_Work task_
Down to the last line, the material below should be reproduced exactly.

━━ Data in this exercise

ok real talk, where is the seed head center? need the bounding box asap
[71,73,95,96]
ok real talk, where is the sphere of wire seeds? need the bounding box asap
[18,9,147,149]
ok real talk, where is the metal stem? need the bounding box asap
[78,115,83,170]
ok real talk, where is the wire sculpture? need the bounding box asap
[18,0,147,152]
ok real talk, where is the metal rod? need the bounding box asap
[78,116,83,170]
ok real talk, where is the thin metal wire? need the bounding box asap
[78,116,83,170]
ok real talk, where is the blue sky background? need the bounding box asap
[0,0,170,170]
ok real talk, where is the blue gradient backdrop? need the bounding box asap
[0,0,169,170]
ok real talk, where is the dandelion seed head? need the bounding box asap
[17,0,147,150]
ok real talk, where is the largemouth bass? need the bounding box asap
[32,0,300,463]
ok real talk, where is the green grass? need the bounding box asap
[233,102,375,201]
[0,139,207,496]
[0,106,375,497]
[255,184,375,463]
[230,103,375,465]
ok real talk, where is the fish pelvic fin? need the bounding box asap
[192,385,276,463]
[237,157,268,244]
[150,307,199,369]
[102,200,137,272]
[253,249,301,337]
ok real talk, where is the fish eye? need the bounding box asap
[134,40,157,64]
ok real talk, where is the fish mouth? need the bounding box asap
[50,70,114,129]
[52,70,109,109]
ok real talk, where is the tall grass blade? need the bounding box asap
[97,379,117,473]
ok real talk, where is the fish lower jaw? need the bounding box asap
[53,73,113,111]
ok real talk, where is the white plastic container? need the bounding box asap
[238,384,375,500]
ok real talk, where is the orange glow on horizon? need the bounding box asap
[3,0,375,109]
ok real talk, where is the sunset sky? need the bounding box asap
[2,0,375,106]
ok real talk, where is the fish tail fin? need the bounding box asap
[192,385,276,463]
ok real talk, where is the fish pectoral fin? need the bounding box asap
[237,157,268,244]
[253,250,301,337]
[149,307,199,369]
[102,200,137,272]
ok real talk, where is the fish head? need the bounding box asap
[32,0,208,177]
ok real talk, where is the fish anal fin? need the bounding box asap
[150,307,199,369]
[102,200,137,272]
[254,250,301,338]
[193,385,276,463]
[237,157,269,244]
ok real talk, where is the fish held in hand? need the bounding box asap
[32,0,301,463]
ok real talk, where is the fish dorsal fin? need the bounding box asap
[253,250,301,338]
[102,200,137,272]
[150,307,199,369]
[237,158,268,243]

━━━━

_Response to the task_
ok real talk, where is the seed head center? need the bounding box asap
[71,73,95,96]
ok real talk, where is the sphere of wire seeds? need the bounding box asap
[18,9,147,149]
ok real talk, where is the metal stem? need the bounding box asap
[78,115,83,170]
ok real talk, where is the wire sculpture? need the bounding box asap
[18,0,147,152]
ok real talk, where is the metal rod? need the bounding box asap
[78,116,83,170]
ok real talk, where is the thin metal wire? need the bounding box asap
[78,116,83,170]
ok real talk, where is the blue sky background? need the bounding box asap
[0,0,170,170]
ok real talk, where is the blue gradient backdrop? need the bounding box asap
[0,0,169,170]
ok real talk, where is the dandelion seed head? need the bounding box asap
[17,0,147,150]
ok real talk, where is the largemouth bass? need the bounding box asap
[32,0,300,463]
ok real talk, where is the green grass? need the bounding box asap
[233,102,375,201]
[0,139,207,496]
[0,106,375,497]
[255,184,375,463]
[230,103,375,465]
ok real talk, where is the fish pelvic fin? need the bounding box asap
[192,385,276,463]
[237,157,268,244]
[150,307,199,369]
[102,200,137,272]
[253,249,301,337]
ok real talk, where is the fish eye? need the bounding box asap
[134,40,157,64]
ok real talk, where is the fish mouth? need the bounding box asap
[50,70,114,129]
[52,70,109,109]
ok real talk, where is the tall grass blade? need the bounding box asap
[97,379,117,473]
ok real talk, where is the fish lower jaw? need the bounding box asap
[53,73,113,111]
ok real talk, where is the white plastic container? need the bounding box asap
[238,384,375,500]
ok real talk, where is the orange glow on horizon? need the bounding box asap
[3,0,375,109]
ok real talk, where is the sunset sky? need the bounding box asap
[2,0,375,106]
ok real talk, where is the fish tail fin? need the bounding box asap
[192,385,276,463]
ok real talk, where is the fish pectoral fin? need the bounding box asap
[237,157,268,244]
[253,250,301,337]
[149,307,199,369]
[102,200,137,272]
ok real talk, where is the fish head? need the bounding box asap
[32,0,208,177]
ok real talk, where is the fish anal fin? need the bounding box asap
[150,307,199,369]
[102,200,137,272]
[254,250,301,338]
[193,385,276,463]
[237,157,269,244]
ok real talk, where is the fish held in hand? need the bounding box asap
[32,0,301,463]
ok real talk, where is the fish dorsal fin? need the bounding box asap
[253,250,301,338]
[102,200,137,272]
[150,307,199,369]
[237,158,268,243]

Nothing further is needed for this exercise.